Problem to solve: Would you restate, exactly as they appear, the lines from the one containing "Point to the stainless steel dishwasher" through the end of the data below?

Records for processing:
******
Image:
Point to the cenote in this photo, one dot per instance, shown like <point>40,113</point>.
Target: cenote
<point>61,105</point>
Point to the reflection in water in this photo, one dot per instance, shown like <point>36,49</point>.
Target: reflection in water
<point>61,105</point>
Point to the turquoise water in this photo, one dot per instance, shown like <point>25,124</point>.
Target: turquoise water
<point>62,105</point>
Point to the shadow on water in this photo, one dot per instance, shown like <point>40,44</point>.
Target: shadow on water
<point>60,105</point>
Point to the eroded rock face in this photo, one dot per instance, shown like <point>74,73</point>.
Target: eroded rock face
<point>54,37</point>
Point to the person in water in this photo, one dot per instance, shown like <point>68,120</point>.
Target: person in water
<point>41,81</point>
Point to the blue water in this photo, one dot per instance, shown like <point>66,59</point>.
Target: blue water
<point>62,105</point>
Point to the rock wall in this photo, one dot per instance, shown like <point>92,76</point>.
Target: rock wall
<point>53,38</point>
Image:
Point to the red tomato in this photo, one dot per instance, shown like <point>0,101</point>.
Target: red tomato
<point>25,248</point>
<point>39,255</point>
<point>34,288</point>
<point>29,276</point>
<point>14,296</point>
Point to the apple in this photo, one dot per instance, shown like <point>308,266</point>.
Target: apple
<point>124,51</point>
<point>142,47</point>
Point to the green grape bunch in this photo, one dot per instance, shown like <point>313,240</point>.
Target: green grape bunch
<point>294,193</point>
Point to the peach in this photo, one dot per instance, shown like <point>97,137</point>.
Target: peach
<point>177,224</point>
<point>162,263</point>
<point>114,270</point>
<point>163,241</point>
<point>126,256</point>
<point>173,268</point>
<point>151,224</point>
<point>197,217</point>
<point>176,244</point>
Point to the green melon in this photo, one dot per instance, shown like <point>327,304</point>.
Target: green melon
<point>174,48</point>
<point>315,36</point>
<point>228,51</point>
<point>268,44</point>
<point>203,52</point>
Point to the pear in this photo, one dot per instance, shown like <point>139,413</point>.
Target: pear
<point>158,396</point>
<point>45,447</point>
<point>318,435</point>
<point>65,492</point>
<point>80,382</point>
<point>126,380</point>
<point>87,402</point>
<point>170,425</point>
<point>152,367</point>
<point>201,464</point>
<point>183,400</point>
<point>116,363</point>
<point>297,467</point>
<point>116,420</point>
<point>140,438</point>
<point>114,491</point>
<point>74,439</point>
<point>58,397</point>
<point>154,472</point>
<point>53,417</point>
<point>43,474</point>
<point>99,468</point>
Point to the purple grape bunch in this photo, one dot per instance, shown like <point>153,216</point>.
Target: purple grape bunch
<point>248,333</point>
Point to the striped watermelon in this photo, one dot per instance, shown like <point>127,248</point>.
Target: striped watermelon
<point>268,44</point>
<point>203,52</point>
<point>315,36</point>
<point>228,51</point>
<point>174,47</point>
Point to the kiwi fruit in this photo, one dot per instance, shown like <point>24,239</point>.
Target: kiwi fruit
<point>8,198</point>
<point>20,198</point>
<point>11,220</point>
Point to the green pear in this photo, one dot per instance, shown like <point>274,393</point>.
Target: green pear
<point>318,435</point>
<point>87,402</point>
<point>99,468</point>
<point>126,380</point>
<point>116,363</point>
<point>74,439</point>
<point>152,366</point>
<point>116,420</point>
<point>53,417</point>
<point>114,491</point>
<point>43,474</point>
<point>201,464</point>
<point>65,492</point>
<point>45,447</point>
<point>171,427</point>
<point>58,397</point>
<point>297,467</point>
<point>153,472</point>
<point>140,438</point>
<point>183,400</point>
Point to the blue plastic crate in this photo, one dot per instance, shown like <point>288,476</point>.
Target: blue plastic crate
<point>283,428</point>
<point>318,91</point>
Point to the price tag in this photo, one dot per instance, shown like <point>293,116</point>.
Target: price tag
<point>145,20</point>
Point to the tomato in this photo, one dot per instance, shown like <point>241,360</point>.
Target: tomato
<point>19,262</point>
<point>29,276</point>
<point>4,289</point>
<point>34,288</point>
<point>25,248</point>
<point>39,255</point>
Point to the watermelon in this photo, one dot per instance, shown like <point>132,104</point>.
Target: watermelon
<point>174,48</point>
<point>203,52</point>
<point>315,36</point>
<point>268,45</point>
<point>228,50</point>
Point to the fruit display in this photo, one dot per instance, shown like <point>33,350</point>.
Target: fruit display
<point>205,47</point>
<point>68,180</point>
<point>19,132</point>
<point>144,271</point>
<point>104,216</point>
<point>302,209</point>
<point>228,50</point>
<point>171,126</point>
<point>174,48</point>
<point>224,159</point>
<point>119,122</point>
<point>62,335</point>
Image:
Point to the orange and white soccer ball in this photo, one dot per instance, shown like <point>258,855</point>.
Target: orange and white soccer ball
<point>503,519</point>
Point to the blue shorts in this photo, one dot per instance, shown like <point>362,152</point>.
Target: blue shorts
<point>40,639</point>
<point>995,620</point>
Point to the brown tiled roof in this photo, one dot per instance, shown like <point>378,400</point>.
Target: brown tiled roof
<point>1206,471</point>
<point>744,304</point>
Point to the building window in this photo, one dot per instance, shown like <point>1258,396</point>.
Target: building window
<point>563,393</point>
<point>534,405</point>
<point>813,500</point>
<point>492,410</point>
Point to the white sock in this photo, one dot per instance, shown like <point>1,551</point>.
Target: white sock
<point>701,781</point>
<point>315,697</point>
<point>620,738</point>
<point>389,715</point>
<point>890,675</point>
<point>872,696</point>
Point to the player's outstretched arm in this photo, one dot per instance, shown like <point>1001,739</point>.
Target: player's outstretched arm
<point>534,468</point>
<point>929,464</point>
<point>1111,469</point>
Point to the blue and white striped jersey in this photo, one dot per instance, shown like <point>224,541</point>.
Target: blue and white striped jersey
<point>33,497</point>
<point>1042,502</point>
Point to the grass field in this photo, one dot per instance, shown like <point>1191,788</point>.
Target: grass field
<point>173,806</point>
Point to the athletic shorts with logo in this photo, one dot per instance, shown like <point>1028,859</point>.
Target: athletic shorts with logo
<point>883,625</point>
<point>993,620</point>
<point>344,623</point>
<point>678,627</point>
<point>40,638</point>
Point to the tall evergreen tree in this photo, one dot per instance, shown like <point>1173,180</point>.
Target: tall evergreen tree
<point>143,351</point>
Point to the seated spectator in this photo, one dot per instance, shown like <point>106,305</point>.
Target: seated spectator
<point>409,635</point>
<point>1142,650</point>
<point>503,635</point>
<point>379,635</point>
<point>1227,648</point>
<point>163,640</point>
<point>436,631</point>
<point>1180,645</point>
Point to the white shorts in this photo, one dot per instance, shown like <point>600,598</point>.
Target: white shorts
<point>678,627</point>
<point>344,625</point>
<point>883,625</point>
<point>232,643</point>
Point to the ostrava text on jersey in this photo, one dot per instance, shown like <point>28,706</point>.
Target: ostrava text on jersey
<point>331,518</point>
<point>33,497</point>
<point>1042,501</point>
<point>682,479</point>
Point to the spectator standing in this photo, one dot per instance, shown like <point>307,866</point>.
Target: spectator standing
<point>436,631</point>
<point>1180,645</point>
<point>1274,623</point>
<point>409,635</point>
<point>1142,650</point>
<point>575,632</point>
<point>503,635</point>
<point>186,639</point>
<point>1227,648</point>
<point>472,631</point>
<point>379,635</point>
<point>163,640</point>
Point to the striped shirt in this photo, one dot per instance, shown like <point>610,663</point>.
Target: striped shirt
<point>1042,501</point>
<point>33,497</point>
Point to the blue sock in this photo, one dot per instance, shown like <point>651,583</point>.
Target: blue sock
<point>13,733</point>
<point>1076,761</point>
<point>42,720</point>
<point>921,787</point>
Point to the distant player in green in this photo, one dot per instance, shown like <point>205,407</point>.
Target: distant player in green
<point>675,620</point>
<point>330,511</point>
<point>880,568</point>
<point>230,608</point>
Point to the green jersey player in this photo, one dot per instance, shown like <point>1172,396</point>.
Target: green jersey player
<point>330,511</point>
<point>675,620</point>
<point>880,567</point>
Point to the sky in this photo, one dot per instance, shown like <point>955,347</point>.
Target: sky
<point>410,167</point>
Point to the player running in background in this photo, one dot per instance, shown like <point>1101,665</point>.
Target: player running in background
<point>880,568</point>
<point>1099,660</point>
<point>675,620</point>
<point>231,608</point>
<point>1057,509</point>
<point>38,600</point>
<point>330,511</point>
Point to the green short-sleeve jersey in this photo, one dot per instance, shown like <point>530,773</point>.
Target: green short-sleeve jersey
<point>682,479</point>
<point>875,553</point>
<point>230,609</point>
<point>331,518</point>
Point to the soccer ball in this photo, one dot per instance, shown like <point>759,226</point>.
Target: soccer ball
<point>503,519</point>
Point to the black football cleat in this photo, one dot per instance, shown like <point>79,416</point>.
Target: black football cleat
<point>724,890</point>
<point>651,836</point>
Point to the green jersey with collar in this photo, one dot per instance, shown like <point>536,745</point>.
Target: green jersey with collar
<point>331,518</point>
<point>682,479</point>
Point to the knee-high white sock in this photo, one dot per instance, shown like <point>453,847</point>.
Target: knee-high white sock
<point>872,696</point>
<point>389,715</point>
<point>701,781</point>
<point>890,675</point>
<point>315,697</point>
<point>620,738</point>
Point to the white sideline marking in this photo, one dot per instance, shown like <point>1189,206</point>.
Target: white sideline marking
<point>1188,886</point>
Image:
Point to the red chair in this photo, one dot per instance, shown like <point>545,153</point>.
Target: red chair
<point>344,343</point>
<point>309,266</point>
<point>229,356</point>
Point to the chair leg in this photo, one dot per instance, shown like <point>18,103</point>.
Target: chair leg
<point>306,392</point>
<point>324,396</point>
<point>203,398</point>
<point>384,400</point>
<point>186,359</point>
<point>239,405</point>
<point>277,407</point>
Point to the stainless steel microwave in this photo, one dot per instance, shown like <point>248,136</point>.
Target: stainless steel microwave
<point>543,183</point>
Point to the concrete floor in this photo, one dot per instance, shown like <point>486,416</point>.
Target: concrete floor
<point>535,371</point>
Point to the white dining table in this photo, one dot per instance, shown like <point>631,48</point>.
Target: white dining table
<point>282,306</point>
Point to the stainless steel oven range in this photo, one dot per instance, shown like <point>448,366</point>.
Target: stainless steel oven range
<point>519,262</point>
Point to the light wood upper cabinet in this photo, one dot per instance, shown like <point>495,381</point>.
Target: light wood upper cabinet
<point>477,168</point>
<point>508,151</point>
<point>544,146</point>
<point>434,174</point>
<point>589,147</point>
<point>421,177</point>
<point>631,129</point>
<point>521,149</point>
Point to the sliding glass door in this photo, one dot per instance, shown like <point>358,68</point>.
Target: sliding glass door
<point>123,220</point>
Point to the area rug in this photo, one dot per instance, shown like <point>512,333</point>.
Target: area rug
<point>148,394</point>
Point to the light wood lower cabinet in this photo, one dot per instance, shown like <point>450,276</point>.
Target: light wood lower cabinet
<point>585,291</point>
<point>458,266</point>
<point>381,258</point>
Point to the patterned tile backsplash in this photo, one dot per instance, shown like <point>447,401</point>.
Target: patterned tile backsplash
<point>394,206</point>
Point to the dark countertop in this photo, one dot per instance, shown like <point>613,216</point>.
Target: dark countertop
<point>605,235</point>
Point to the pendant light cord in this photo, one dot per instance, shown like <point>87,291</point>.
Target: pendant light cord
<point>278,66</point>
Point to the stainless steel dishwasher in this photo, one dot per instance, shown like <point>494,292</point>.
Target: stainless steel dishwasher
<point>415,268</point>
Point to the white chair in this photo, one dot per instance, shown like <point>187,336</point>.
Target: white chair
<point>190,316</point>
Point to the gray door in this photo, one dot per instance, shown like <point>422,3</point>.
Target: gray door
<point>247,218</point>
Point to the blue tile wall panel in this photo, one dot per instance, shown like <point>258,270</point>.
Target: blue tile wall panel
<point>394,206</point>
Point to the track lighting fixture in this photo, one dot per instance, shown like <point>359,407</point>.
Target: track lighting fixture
******
Reply:
Point to the stainless steel dishwasher in this photo, one dot per instance, shown like <point>494,292</point>.
Target: stainless steel dishwasher
<point>415,268</point>
Point to the white chair in this photo, one dot per instance, shown like <point>187,336</point>.
Target: white chair
<point>190,316</point>
Point to the gray door in this photo, one dot per instance, shown like <point>422,3</point>.
Target: gray door
<point>247,218</point>
Point to the blue tile wall panel in this photo, one dot per instance, shown like <point>258,270</point>.
Target: blue tile wall panel
<point>394,206</point>
Point to the track lighting fixture in this photo, one dot per instance, shown like <point>359,407</point>.
Target: track lighting fixture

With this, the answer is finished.